DATA SUPPLIED:

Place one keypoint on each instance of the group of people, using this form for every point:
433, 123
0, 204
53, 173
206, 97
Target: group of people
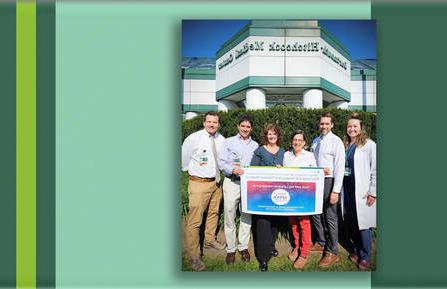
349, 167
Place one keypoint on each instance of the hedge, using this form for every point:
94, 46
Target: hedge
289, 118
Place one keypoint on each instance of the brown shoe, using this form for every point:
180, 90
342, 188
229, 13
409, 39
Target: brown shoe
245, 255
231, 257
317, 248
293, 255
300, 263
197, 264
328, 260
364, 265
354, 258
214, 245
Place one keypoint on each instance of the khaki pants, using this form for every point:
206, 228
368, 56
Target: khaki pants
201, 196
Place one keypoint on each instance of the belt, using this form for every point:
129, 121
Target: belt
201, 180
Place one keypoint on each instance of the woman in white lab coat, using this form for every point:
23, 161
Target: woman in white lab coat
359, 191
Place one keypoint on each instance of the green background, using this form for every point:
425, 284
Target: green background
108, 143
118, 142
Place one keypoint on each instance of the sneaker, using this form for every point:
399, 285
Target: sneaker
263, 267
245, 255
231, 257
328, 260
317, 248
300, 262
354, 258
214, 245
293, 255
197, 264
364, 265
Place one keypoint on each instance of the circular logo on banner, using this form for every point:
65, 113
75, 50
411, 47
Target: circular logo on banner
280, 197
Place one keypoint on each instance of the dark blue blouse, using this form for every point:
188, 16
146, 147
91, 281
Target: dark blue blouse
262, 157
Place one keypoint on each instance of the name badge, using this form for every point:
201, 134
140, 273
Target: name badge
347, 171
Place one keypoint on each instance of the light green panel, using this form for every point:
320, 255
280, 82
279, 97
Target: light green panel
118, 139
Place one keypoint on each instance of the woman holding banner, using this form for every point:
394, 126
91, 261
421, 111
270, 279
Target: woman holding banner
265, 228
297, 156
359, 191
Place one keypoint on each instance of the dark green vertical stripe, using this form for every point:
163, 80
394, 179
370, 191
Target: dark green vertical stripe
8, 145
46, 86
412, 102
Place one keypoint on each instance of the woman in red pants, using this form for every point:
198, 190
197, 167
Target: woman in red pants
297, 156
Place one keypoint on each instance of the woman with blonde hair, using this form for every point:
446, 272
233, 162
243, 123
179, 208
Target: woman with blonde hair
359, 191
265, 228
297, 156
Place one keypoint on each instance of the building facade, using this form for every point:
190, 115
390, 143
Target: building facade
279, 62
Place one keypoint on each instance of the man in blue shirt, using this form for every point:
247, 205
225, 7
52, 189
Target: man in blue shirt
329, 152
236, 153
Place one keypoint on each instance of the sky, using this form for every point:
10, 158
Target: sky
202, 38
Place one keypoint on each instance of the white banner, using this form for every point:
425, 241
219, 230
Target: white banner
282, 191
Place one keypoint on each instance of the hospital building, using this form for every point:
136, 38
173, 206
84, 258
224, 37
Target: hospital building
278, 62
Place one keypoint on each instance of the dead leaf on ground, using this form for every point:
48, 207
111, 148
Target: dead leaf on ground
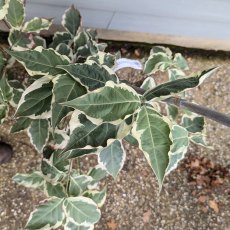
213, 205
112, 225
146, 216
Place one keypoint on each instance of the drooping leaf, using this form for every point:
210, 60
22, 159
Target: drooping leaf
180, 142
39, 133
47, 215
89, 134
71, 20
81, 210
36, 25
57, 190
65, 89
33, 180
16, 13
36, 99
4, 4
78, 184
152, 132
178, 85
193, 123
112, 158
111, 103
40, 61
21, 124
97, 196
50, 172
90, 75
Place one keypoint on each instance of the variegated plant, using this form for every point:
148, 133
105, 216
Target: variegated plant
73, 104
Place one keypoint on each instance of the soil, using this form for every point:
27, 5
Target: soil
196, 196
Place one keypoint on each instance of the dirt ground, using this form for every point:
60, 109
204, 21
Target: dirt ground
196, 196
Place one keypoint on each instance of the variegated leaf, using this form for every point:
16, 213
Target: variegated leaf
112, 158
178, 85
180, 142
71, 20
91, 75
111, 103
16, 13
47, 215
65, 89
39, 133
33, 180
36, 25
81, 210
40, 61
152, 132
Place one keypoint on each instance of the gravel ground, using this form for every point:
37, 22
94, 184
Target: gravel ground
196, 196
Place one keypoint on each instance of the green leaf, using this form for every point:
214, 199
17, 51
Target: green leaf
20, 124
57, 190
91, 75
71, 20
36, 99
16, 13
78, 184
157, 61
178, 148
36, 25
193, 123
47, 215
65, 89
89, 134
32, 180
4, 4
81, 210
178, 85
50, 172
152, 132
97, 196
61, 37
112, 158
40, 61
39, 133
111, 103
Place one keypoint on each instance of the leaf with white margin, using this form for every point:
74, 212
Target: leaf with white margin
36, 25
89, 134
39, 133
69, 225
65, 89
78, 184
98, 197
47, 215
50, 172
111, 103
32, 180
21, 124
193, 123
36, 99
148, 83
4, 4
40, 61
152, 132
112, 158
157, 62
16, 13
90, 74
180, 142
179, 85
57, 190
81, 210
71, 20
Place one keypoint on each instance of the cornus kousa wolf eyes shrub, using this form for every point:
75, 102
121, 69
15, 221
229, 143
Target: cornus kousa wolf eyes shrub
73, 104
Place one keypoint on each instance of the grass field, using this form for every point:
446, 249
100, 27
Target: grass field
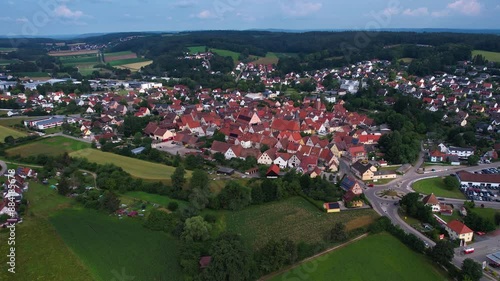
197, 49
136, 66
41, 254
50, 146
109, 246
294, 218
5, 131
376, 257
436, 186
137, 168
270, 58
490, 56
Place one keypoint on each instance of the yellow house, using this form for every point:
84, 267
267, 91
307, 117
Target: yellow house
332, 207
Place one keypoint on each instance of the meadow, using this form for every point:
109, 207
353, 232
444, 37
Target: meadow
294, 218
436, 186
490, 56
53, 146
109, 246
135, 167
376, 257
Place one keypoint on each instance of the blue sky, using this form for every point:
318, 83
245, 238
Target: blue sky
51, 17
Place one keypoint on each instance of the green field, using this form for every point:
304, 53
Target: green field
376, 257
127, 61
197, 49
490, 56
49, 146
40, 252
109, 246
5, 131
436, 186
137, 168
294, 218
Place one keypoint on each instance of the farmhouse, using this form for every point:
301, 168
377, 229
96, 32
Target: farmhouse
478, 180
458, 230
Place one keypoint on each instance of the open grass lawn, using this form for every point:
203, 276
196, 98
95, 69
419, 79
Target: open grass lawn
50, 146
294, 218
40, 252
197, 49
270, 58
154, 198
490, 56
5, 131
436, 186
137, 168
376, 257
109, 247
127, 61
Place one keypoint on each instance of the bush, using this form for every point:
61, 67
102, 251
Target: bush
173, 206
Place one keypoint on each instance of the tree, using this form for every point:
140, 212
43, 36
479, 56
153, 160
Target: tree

ASSIGNMENT: A single number is needed: the count of lines in the records that include "tree".

ANSWER AREA: 2